Directions:
1/ Summarize the forum post on effective gun ranges in two sentences.
2/ Translate this sentence from the forum post on effective gun ranges into Spanish: "I would like to discuss the real life effective ranges of your guns with you behind the trigger."
3/ Carry on the forum post on effective gun ranges from its last sentence.

Extract to read:
# effective ranges of your guns...



## PaulS (Mar 11, 2013)

I would like to discuss the real life effective ranges of your guns with you behind the trigger.
20 ga. shotgun; 30 yards with birdshot and 100 yards with round ball.
12 ga. shotgun; 30 yards with birdshot, 50 yards with buckshot and 85 yards with slugs.
22LR; pistol - 25 yards, rifle 80 yards.
357 Magnum; pistol - 100 yards for man sized target and 50 yards for game.
357 maximum; pistol - 150 yards for man sized target and 100 yards for game.
30-30; rifle - 150 yards.
25 caliber; rifle 250 yards.
30-06; rifle - 300 yards.
358; rifle - 300 yards.
Assorted other pistols - 25 to 125 yards

These are the ranges that I can shoot to effectively without a bench to rest the gun on - as in field conditions. (three center of mass hits in rapid succession)

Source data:

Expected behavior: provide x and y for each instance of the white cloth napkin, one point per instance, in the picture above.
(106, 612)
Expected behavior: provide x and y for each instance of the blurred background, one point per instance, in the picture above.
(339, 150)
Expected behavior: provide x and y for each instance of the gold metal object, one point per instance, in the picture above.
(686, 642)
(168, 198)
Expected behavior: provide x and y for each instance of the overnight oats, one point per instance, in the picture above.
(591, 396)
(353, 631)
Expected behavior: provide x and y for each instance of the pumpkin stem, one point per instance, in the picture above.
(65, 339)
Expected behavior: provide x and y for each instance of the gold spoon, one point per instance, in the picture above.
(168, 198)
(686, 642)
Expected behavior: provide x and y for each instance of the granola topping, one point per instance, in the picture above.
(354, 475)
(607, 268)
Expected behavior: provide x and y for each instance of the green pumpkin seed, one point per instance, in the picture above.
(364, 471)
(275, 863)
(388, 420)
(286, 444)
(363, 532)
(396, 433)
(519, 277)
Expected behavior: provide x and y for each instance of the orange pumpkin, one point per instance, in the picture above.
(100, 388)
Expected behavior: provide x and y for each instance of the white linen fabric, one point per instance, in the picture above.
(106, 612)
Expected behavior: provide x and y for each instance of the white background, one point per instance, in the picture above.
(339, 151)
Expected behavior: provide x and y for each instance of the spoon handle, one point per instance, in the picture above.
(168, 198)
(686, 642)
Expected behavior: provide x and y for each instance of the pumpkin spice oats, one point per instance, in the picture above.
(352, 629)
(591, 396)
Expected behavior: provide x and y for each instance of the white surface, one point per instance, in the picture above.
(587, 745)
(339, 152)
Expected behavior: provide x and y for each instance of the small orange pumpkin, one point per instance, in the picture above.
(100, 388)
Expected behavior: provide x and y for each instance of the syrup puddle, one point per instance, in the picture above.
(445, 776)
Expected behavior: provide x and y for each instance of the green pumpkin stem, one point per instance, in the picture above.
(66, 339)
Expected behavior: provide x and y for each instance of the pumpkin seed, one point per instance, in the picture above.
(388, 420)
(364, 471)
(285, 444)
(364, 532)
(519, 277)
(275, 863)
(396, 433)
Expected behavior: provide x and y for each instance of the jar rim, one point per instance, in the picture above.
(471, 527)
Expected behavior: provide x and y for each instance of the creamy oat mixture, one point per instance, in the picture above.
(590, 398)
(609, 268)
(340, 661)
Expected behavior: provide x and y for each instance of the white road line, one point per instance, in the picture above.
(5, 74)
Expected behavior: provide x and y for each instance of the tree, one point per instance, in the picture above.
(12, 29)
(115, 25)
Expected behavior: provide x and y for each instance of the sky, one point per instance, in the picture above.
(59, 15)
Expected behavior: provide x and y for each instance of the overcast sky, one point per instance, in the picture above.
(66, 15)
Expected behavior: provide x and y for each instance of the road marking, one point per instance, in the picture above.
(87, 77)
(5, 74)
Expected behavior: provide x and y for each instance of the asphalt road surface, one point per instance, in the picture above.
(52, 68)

Written responses:
1/ The poster lists the real-life effective ranges they reach with a range of shotguns, pistols and rifles, from 25 yards with a 22LR pistol to 300 yards with the 30-06 and 358 rifles. These ranges are shot without a bench rest, as in field conditions, and mean three center-of-mass hits in rapid succession.

2/ Me gustaría comentar con ustedes los alcances efectivos reales de sus armas, con ustedes detrás del gatillo.

3/
The 12 ga. buck shot was tested in my guns to 100 yards and I found that at 75 yards my 12 00-buck would open up to a 6 ft pattern - that is 12 32 caliber round balls in just over 27 square feet - definitely not a sure hit on a man size target.

Have you tested your guns and your abilities to find your maximum effective ranges under field conditions?


----------



## keith9365 (Apr 23, 2014)

A 12 gauge shotgun shooting 00 buck through a cylinder bore will generally shoot a pattern that opens up one inch per yard of forward travel so your 6 foot pattern at 75 yards is about average. I pretty much limit my practice to 25 yards with my 9mm. Different philosophy of use I guess. Sometimes I may take a "wonder if I can hit that" shot though. I shoot my FAL on a 100 yard range but I like it to hit 2 inches high at 100 yards.


----------



## bigdogbuc (Mar 23, 2012)

Sporterized Mosin Nagant "Scout Rifle" - 200 yards. That's as far as my range goes. But I would guess 300 yards shouldn't be much of a problem. - Scoped

Marlin 795 - 100 Yards - Iron Sights (M1 Style "GI" Tech Sights)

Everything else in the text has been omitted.